Text section.
────────────────────

Amgen has announced the submission of a supplemental biologics license application (sBLA) to the FDA for blinatumomab (Blincyto) to include new data supporting the treatment of pediatric and adolescent patients with Philadelphia chromosome-negative (Ph–) relapsed or refractory B-cell precursor acute lymphoblastic leukemia (ALL). Blinatumomab, the only FDA-approved bispecific CD19-directed CD3 T-cell engager (BiTE) immunotherapy, is currently available in the U.S. under accelerated approval for the treatment of Ph– relapsed or refractory B-cell precursor ALL, a rare and rapidly progressing cancer of the blood and bone marrow affecting both adults and children.
ALL is the most common type of cancer in children. While 95% of children with ALL achieve complete remission with first-line treatment, approximately 650 children in the U.S. each year will relapse or be refractory to treatment, according to Amgen. Pediatric patients with relapsed or refractory ALL have poor long-term outcomes, with an overall survival rate of less than 10%.
The sBLA was based on data from a phase 1/2 single-arm trial in which treatment with blinatumomab induced complete remission in pediatric patients (less than 18 years of age) with Ph– relapsed or refractory B-cell precursor ALL that was refractory, had relapsed at least twice, or had relapsed after allogeneic hematopoietic stem cell transplantation. Treatment in this study has been completed, and the subjects are now being monitored for long-term efficacy.

────────────────────

Material supplied.
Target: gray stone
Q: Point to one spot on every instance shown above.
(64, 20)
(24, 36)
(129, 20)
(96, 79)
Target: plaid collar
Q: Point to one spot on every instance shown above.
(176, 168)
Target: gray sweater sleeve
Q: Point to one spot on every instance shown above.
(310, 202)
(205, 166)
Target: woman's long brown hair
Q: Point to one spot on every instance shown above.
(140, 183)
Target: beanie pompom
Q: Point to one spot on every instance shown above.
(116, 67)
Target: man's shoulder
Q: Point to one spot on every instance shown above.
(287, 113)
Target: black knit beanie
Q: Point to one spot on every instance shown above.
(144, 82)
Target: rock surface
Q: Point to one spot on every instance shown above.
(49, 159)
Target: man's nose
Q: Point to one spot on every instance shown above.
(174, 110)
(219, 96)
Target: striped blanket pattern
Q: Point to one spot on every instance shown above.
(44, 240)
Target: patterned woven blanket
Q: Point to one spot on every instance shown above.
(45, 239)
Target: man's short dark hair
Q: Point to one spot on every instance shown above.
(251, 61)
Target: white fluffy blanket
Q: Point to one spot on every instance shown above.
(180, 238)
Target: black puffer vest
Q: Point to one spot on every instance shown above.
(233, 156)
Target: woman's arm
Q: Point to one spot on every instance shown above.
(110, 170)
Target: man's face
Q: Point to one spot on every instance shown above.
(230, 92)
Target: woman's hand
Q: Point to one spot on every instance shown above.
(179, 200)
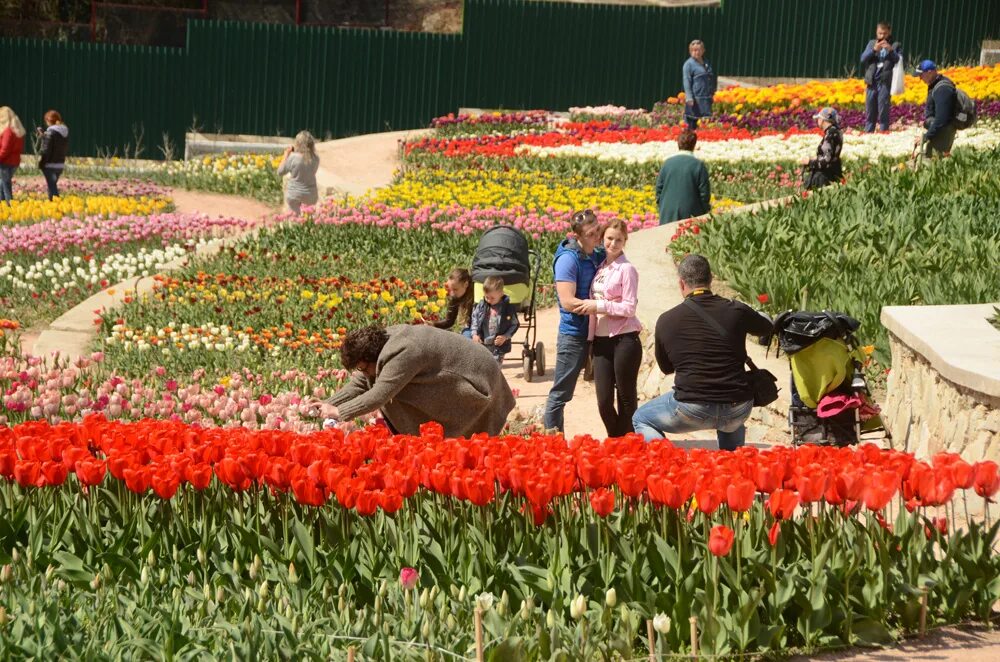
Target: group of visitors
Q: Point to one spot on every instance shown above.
(682, 189)
(52, 149)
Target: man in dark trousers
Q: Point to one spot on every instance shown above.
(879, 57)
(711, 391)
(682, 188)
(939, 113)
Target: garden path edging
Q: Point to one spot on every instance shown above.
(71, 334)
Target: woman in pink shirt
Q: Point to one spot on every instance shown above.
(614, 329)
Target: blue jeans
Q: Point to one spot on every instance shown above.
(877, 102)
(7, 183)
(571, 355)
(51, 179)
(666, 414)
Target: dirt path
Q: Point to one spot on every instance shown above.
(952, 644)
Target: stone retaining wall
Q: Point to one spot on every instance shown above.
(928, 414)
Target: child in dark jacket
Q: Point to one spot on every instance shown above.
(494, 319)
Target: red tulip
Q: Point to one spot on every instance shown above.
(739, 495)
(91, 472)
(54, 473)
(137, 479)
(29, 474)
(772, 535)
(987, 480)
(389, 501)
(602, 500)
(164, 482)
(720, 541)
(783, 503)
(811, 483)
(408, 577)
(307, 492)
(199, 475)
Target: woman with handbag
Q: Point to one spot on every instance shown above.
(614, 330)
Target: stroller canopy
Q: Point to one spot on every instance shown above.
(798, 330)
(502, 251)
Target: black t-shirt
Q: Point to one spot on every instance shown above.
(709, 368)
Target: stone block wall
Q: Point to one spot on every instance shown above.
(928, 414)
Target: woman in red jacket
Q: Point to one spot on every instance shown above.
(11, 146)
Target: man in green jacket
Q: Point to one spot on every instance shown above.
(682, 188)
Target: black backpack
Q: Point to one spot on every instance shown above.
(965, 109)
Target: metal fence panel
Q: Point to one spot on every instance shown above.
(277, 79)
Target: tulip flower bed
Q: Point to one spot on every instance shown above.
(891, 236)
(217, 542)
(56, 390)
(320, 281)
(250, 175)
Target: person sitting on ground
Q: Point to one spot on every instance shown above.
(52, 151)
(682, 188)
(416, 374)
(11, 146)
(300, 163)
(711, 390)
(939, 111)
(614, 329)
(459, 302)
(826, 168)
(494, 319)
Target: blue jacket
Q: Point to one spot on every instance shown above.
(940, 109)
(699, 80)
(508, 323)
(876, 75)
(576, 265)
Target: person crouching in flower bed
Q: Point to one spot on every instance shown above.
(300, 163)
(459, 302)
(826, 168)
(416, 374)
(494, 319)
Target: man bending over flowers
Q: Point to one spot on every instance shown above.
(417, 374)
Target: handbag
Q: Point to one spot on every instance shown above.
(763, 384)
(898, 80)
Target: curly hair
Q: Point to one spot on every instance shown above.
(363, 345)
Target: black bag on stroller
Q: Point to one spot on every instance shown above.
(831, 403)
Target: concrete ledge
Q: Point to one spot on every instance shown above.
(957, 341)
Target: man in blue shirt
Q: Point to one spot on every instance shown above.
(939, 113)
(879, 57)
(575, 264)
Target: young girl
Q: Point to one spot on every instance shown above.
(459, 302)
(614, 329)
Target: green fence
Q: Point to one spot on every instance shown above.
(274, 79)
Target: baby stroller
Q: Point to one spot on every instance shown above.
(503, 251)
(831, 403)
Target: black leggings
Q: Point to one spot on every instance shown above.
(616, 369)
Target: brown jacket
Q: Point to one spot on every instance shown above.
(426, 374)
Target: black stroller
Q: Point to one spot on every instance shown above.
(831, 403)
(503, 251)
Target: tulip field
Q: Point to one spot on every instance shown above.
(169, 494)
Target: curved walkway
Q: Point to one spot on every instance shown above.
(72, 332)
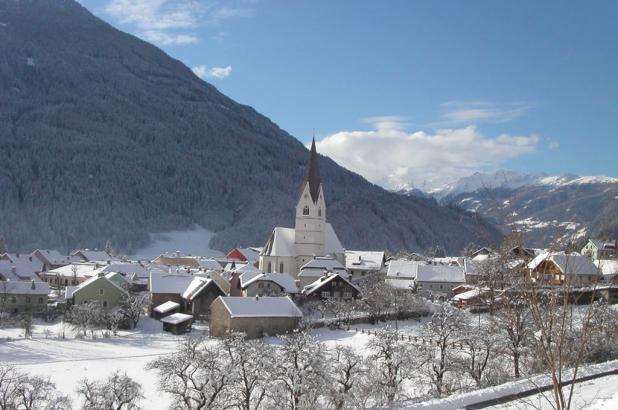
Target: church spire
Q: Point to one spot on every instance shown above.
(312, 173)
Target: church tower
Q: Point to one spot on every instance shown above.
(310, 213)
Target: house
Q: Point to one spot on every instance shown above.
(177, 323)
(315, 268)
(53, 259)
(437, 281)
(255, 316)
(168, 287)
(71, 274)
(269, 284)
(23, 297)
(482, 254)
(165, 309)
(360, 264)
(555, 267)
(600, 249)
(96, 289)
(245, 255)
(92, 256)
(331, 286)
(199, 295)
(177, 259)
(19, 267)
(401, 273)
(609, 269)
(288, 249)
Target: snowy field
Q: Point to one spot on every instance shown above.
(69, 360)
(193, 242)
(66, 361)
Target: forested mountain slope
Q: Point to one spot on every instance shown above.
(103, 136)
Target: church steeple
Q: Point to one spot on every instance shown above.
(312, 173)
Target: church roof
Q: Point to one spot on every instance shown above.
(312, 174)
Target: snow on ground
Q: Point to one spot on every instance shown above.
(193, 242)
(69, 360)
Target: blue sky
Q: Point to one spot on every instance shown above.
(409, 92)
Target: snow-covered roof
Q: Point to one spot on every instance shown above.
(319, 283)
(266, 306)
(89, 255)
(196, 286)
(13, 287)
(363, 260)
(321, 264)
(54, 257)
(608, 266)
(287, 282)
(169, 283)
(439, 273)
(176, 318)
(209, 264)
(281, 242)
(80, 270)
(332, 245)
(572, 263)
(166, 307)
(402, 269)
(248, 276)
(93, 279)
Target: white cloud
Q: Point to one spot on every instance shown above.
(170, 22)
(468, 112)
(203, 71)
(394, 157)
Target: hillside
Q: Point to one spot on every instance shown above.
(105, 137)
(548, 208)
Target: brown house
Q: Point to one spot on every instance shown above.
(199, 295)
(331, 286)
(255, 317)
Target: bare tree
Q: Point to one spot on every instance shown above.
(444, 328)
(133, 306)
(25, 392)
(392, 363)
(347, 372)
(300, 371)
(117, 392)
(250, 364)
(197, 376)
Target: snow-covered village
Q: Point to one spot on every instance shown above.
(165, 247)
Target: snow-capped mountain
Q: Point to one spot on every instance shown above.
(546, 208)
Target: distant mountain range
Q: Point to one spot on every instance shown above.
(546, 208)
(105, 137)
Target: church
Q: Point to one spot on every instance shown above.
(288, 249)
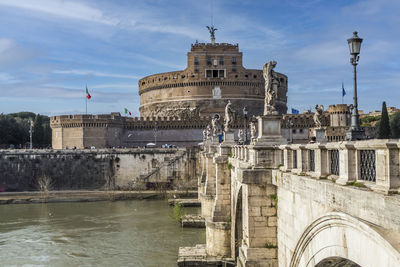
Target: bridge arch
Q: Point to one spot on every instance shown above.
(338, 235)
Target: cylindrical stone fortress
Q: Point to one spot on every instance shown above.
(214, 75)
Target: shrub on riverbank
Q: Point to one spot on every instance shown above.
(177, 212)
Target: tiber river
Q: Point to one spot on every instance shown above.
(121, 233)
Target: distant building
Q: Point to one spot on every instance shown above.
(177, 106)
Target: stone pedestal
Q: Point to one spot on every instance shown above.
(229, 138)
(269, 130)
(355, 134)
(319, 134)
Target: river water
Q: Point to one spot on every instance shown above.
(121, 233)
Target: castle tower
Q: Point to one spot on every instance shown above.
(214, 75)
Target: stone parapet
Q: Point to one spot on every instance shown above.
(372, 163)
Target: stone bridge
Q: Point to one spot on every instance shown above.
(98, 169)
(324, 204)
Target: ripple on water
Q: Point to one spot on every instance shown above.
(126, 233)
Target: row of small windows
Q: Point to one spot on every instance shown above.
(205, 83)
(215, 73)
(215, 61)
(73, 125)
(295, 131)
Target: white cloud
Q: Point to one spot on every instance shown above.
(5, 44)
(68, 9)
(96, 73)
(6, 78)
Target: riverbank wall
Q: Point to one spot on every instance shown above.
(89, 196)
(101, 169)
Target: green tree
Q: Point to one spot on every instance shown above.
(383, 130)
(38, 131)
(395, 125)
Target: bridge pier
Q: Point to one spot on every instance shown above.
(218, 226)
(256, 218)
(208, 195)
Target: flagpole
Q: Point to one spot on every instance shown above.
(342, 93)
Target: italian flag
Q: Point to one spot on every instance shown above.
(127, 111)
(88, 96)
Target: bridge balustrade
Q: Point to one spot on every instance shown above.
(371, 163)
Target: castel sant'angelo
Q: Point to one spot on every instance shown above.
(175, 107)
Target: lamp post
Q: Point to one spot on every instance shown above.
(290, 124)
(355, 132)
(30, 134)
(245, 111)
(155, 133)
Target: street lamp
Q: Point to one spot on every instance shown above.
(155, 133)
(355, 132)
(245, 111)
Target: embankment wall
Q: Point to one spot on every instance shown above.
(108, 169)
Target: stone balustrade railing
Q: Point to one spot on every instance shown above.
(372, 163)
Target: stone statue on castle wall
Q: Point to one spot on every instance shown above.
(208, 131)
(319, 110)
(229, 117)
(271, 88)
(215, 125)
(253, 130)
(240, 135)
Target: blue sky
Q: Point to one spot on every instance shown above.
(50, 49)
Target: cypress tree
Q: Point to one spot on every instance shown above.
(395, 125)
(384, 126)
(38, 131)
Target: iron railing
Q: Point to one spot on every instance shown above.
(334, 164)
(367, 165)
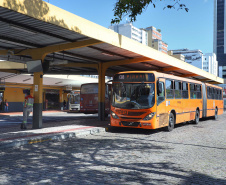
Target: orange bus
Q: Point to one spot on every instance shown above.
(151, 100)
(89, 98)
(74, 100)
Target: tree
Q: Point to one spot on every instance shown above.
(132, 8)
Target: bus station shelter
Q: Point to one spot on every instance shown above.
(59, 42)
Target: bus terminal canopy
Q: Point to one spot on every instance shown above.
(68, 44)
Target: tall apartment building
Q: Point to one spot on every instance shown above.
(128, 30)
(220, 34)
(210, 63)
(196, 58)
(155, 39)
(148, 36)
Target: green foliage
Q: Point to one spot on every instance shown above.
(132, 8)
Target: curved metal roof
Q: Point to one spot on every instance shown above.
(35, 26)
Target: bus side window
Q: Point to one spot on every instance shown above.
(199, 90)
(161, 96)
(212, 93)
(192, 91)
(177, 90)
(185, 90)
(208, 93)
(169, 89)
(216, 94)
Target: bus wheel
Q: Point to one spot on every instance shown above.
(216, 114)
(171, 122)
(197, 117)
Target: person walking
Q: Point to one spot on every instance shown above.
(27, 109)
(6, 106)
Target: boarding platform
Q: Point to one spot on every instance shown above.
(12, 136)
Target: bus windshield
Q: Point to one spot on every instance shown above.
(75, 99)
(133, 95)
(89, 89)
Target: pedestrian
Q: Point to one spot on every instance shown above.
(6, 106)
(64, 104)
(27, 109)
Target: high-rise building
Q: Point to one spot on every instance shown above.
(196, 58)
(220, 34)
(155, 39)
(149, 36)
(128, 30)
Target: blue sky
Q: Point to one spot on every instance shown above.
(192, 30)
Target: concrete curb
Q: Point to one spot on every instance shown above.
(51, 137)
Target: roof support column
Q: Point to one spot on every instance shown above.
(37, 108)
(101, 92)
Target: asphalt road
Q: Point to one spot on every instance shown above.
(190, 154)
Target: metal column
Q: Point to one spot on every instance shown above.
(101, 92)
(37, 108)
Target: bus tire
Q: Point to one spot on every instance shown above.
(196, 117)
(216, 114)
(171, 124)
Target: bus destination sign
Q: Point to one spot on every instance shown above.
(134, 77)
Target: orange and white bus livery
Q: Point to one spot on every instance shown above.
(151, 100)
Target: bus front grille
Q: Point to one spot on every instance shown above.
(134, 124)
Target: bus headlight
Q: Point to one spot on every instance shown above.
(114, 115)
(149, 116)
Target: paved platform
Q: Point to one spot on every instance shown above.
(13, 136)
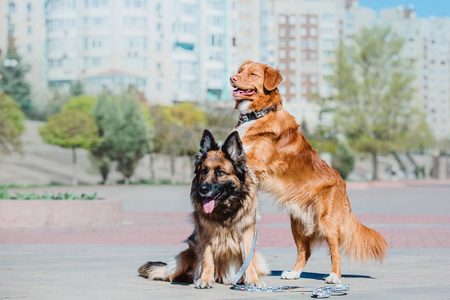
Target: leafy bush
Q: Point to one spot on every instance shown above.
(343, 160)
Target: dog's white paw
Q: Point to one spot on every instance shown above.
(291, 274)
(203, 284)
(333, 278)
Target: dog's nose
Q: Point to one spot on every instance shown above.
(204, 189)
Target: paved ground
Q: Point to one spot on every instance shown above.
(101, 262)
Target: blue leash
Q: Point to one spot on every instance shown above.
(317, 292)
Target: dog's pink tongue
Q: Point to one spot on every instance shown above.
(208, 205)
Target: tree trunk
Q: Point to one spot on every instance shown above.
(172, 169)
(75, 167)
(374, 166)
(152, 167)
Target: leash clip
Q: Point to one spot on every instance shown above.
(325, 291)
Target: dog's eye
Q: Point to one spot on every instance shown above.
(204, 171)
(221, 173)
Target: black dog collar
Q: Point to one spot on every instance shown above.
(254, 115)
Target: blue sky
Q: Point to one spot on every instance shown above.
(423, 8)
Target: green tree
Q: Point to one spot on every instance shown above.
(124, 132)
(99, 154)
(374, 101)
(220, 121)
(81, 102)
(12, 76)
(177, 129)
(76, 88)
(11, 125)
(70, 129)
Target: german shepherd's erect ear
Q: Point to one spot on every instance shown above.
(234, 150)
(233, 147)
(207, 143)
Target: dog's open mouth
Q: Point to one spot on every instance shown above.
(237, 92)
(210, 203)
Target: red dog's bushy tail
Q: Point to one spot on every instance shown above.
(363, 243)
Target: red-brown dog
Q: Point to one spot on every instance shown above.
(288, 168)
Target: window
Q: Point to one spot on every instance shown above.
(291, 53)
(96, 3)
(291, 20)
(304, 44)
(135, 3)
(304, 31)
(303, 20)
(216, 40)
(135, 62)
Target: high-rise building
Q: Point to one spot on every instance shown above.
(172, 50)
(307, 34)
(428, 43)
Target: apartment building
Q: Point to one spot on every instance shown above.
(172, 50)
(307, 34)
(306, 37)
(26, 20)
(428, 43)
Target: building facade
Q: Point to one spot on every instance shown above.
(172, 50)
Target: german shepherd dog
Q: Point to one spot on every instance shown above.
(223, 196)
(288, 168)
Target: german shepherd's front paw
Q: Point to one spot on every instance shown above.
(333, 278)
(202, 283)
(291, 274)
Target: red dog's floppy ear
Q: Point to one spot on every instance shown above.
(272, 78)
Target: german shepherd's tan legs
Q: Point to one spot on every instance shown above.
(332, 237)
(204, 277)
(303, 244)
(253, 272)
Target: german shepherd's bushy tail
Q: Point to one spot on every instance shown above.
(180, 270)
(363, 243)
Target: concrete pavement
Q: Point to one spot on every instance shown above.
(101, 262)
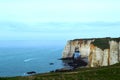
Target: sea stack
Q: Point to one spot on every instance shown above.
(99, 51)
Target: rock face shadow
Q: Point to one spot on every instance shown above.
(76, 60)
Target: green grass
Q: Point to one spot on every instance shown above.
(103, 43)
(100, 73)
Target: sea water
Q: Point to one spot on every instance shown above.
(17, 61)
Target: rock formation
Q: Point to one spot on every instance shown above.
(99, 51)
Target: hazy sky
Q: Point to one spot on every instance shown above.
(58, 19)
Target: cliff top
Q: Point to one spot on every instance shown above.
(102, 43)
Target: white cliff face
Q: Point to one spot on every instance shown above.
(114, 52)
(82, 45)
(96, 56)
(105, 56)
(119, 51)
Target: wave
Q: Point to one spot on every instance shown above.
(29, 59)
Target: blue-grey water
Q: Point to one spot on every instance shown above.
(18, 61)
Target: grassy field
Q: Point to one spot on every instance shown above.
(100, 73)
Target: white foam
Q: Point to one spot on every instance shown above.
(29, 59)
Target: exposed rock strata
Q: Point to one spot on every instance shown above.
(99, 51)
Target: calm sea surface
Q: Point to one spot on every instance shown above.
(18, 61)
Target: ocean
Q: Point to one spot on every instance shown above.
(16, 61)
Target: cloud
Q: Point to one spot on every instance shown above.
(60, 11)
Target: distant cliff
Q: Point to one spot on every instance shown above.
(99, 51)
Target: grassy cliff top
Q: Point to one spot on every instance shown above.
(100, 73)
(102, 43)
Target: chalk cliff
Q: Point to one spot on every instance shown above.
(99, 51)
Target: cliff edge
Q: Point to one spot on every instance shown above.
(99, 51)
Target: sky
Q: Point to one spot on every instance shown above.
(60, 20)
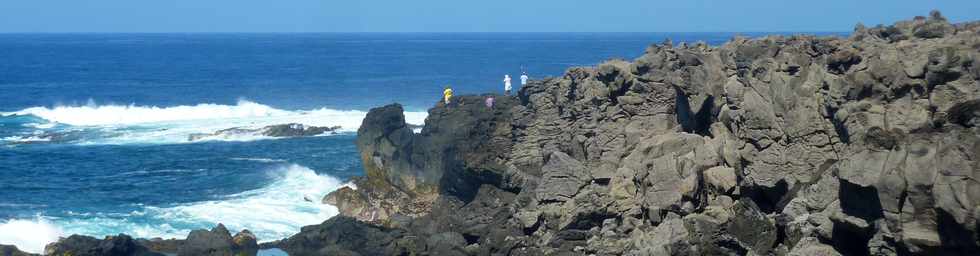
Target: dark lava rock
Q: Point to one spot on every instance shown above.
(279, 130)
(218, 242)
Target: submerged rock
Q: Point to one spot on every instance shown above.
(10, 250)
(217, 241)
(796, 145)
(77, 245)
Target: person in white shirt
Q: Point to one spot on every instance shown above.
(507, 86)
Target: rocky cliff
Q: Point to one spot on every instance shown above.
(797, 145)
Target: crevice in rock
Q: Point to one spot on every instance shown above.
(850, 241)
(767, 198)
(858, 201)
(954, 236)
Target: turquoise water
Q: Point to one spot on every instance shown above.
(94, 127)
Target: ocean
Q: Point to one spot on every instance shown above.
(94, 128)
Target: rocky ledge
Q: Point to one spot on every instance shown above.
(279, 130)
(796, 145)
(216, 242)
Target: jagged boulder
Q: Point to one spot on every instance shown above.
(781, 145)
(10, 250)
(120, 245)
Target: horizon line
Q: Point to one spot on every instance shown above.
(418, 32)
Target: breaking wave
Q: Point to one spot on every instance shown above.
(134, 124)
(273, 212)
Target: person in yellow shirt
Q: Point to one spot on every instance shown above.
(447, 94)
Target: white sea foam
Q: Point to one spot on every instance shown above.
(273, 212)
(126, 124)
(29, 235)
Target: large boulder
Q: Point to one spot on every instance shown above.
(76, 245)
(10, 250)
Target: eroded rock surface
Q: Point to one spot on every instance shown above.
(797, 145)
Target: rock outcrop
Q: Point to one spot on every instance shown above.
(216, 242)
(10, 250)
(796, 145)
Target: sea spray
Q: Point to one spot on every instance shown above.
(29, 235)
(133, 124)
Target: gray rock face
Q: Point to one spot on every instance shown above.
(218, 241)
(773, 146)
(279, 130)
(795, 145)
(779, 145)
(10, 250)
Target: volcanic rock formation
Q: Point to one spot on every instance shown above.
(795, 145)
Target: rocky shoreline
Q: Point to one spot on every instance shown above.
(797, 145)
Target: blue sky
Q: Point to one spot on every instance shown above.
(464, 15)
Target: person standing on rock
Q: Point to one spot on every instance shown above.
(524, 79)
(507, 84)
(447, 95)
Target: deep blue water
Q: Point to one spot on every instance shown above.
(94, 127)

────────────────────

Prompt 1. Write out the passage on Amgen's blinatumomab application word for word, starting with "Amgen has announced" and going on through "adults and children.".
Prompt 2. Extend the passage on Amgen's blinatumomab application, picking up after its final sentence.

Written answer 1.
Amgen has announced the submission of a supplemental biologics license application (sBLA) to the FDA for blinatumomab (Blincyto) to include new data supporting the treatment of pediatric and adolescent patients with Philadelphia chromosome-negative (Ph–) relapsed or refractory B-cell precursor acute lymphoblastic leukemia (ALL). Blinatumomab, the only FDA-approved bispecific CD19-directed CD3 T-cell engager (BiTE) immunotherapy, is currently available in the U.S. under accelerated approval for the treatment of Ph– relapsed or refractory B-cell precursor ALL, a rare and rapidly progressing cancer of the blood and bone marrow affecting both adults and children.

Written answer 2.
The most frequently reported serious adverse events included pyrexia, febrile neutropenia, cytokine-release syndrome, sepsis, device-related infection, overdose, convulsion, respiratory failure, hypoxia, pneumonia, and multi-organ failure. The FDA-approved prescribing information for blinatumomab includes a boxed warning for cytokine-release syndrome and neurological toxicities.
Blinatumomab is a BiTE antibody construct that binds specifically to CD19 expressed on the surface of cells of B-lineage origin and to CD3 expressed on the surface of T cells. BiTE antibody constructs are a type of immunotherapy being investigated for fighting cancer by helping the body’s immune system to detect and target malignant cells. The modified antibodies are designed to engage two different targets simultaneously, thereby juxtaposing T cells (a type of white blood cell capable of killing other cells perceived as threats) to cancer cells. BiTE antibody constructs help place the T cells within reach of the targeted cancer cells, with the intent of allowing T cells to inject toxins and trigger apoptosis.
Blinatumomab was granted breakthrough therapy and priority review designations by the FDA and is now approved for the treatment of patients with Ph– relapsed or refractory B-cell precursor ALL.